# Metal Halides vs. Compact Fluorescents



## travis (Oct 5, 2004)

Someone please help me settle this discussion. I've read/heard on too many forums that MH lighitng is strictly a reef aquarium fixture. Correct me if I'm wrong but wouldn't it work just as well for planted aquaria (a la Luis Navarro) in a similar setting. From what I've read MH lighting is analogous to running your planted tank on nitrous. Luis may get away with it because he's a master, but those of us who can't balance our tanks on the razor's edge may regret the investment in a sun-tan bright envrionment. Am I wrong to assume that I should stick with the industry standard CF lighting for my favorite rare cS specimens, or should I consider hiking my photosynthetic bandwidth up to true daylight levels?


----------



## gnatster (Mar 6, 2004)

BAH!!

I am by no means an expert on lighting and I did not stay in a Holiday Inn last night but a photon is a photon is a photon. 

To bad I don't know enough to delve into the specific differences but using MH is no different then using Power Compacts. You need to keep some things in mind, such as a MH produces more heat. PC's have a better light spread since they produce light on a longer length where a MH is a point source light. You need to keep this in mind when planting, corners are a bit darker then directly under the light even with quality reflectors. MH offers this intangible quality that is lacking with PC's, the water has a certain shimmer to it. I can't quite wrap words around the effect 

I certainly would not call MH at the same wattage levels as PC's like rung on nitrous, it's just different.


----------



## TWood (Dec 9, 2004)

Directly under a MH there is probably more 'punch' so they can reach deeper, but that's not spread out. Watt for watt both MH and PCs produce about the same amount of light and heat overall, it's just spread out more with PCs. Reflectors and positioning can have big effects on the efficacy of both.

TW


----------



## skylsdale (Jun 2, 2004)

> Watt for watt both MH and PCs produce about the same amount of light and heat overall,


I have to disagree with this. You can't just look at watts when you're looking at lighting...at least in reefkeeping you can't (the WPG rule doesn't mean jack when it comes to keeping corals). The differences between NO, PC and MH is largely a matter of PAR--basically, the _intensity_ of the light being put out. Halides generally outcompete PC's, unless you've got a 70w halide and 200w of PC. But, if you were to compare two fixtures of even wattages, but one had only PC's and the other was just a halide, the halide has an incredible amount of PAR compared to the flourescent fixture.

This is important in reefkeeping because many corals require intense amounts of light as they are found in brightly lit waters in the tropics. Because halides are a point-source light, they also create glitter lines in the tank as the light refracts through the bends and folds in the water's surface. This acts as a magnifying glass, and punches very intense amounts of light into the corals' tissue, etc. This isn't necessary for plants. We're talking apples and oranges here, even in regards to lighting needs.

[TASK STATEMENT]: Return the stretch of the metal halide lighting thread from "I have to disagree" through "the flourescent fixture.", copied word for word.

(Dataset rows)
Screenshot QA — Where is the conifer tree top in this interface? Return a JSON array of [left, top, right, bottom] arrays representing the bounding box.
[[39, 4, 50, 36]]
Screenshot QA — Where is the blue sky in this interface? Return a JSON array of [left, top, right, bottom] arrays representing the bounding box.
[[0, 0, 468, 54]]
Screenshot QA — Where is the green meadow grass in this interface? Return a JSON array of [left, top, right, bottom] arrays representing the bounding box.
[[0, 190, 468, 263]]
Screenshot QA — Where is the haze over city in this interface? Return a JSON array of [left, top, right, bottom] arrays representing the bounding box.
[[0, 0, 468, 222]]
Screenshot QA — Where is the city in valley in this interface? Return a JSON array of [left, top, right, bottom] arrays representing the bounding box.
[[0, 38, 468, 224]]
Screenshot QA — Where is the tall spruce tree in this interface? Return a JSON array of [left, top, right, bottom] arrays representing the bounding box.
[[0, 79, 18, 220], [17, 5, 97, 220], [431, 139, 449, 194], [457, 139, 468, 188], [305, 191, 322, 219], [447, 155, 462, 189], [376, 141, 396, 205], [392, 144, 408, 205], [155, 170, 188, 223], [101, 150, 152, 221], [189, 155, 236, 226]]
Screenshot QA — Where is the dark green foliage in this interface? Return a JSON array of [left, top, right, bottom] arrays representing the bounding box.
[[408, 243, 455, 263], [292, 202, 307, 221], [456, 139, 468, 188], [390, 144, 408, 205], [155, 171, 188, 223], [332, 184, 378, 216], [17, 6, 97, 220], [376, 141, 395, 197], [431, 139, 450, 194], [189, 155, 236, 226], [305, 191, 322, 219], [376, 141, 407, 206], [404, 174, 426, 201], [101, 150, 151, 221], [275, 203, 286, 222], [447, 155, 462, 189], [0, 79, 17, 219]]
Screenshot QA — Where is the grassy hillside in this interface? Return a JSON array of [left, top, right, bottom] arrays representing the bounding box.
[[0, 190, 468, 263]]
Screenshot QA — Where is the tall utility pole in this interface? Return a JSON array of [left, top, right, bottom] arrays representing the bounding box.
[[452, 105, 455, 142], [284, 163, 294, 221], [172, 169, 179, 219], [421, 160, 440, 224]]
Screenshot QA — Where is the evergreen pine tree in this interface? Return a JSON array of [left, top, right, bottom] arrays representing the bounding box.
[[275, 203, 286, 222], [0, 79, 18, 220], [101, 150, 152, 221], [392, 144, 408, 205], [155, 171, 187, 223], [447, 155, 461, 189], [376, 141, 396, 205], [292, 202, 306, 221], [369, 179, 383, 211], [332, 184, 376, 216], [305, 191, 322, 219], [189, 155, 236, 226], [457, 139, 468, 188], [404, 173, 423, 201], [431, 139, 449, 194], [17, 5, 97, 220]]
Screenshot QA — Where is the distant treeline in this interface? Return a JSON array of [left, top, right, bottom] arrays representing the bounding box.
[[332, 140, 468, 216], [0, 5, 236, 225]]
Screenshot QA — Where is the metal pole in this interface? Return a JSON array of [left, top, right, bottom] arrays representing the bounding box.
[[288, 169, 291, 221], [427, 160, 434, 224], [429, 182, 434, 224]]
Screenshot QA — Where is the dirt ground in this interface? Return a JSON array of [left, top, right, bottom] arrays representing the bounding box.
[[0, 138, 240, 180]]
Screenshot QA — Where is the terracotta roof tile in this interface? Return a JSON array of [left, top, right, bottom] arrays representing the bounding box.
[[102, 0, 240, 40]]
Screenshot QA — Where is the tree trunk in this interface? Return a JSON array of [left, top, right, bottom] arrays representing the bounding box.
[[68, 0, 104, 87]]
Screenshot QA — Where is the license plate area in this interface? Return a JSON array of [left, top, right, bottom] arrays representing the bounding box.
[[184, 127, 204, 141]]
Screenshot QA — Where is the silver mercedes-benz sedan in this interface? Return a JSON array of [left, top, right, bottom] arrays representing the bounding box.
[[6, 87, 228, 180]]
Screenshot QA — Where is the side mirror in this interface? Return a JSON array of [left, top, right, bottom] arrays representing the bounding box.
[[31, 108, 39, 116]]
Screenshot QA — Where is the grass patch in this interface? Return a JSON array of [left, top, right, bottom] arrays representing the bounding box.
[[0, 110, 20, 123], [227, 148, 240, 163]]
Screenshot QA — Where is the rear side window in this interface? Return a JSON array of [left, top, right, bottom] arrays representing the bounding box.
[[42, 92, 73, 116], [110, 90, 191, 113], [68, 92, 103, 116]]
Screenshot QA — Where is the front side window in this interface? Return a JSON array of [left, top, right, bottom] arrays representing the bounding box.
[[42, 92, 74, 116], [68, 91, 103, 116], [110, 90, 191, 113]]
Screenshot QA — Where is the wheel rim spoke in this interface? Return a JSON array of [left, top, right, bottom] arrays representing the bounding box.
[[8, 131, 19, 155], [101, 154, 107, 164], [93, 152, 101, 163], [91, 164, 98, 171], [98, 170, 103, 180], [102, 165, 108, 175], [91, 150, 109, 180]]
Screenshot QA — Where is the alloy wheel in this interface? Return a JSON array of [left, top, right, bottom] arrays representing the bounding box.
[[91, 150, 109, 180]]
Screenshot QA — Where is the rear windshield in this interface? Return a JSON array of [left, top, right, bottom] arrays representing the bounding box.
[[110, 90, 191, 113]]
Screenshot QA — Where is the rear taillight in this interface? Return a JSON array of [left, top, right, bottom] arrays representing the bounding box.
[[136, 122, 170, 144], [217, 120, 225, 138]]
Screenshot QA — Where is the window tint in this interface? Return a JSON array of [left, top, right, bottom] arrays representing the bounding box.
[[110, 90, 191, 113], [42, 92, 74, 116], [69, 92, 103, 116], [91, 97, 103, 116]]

[EXPECTED OUTPUT]:
I have to disagree with this. You can't just look at watts when you're looking at lighting...at least in reefkeeping you can't (the WPG rule doesn't mean jack when it comes to keeping corals). The differences between NO, PC and MH is largely a matter of PAR--basically, the _intensity_ of the light being put out. Halides generally outcompete PC's, unless you've got a 70w halide and 200w of PC. But, if you were to compare two fixtures of even wattages, but one had only PC's and the other was just a halide, the halide has an incredible amount of PAR compared to the flourescent fixture.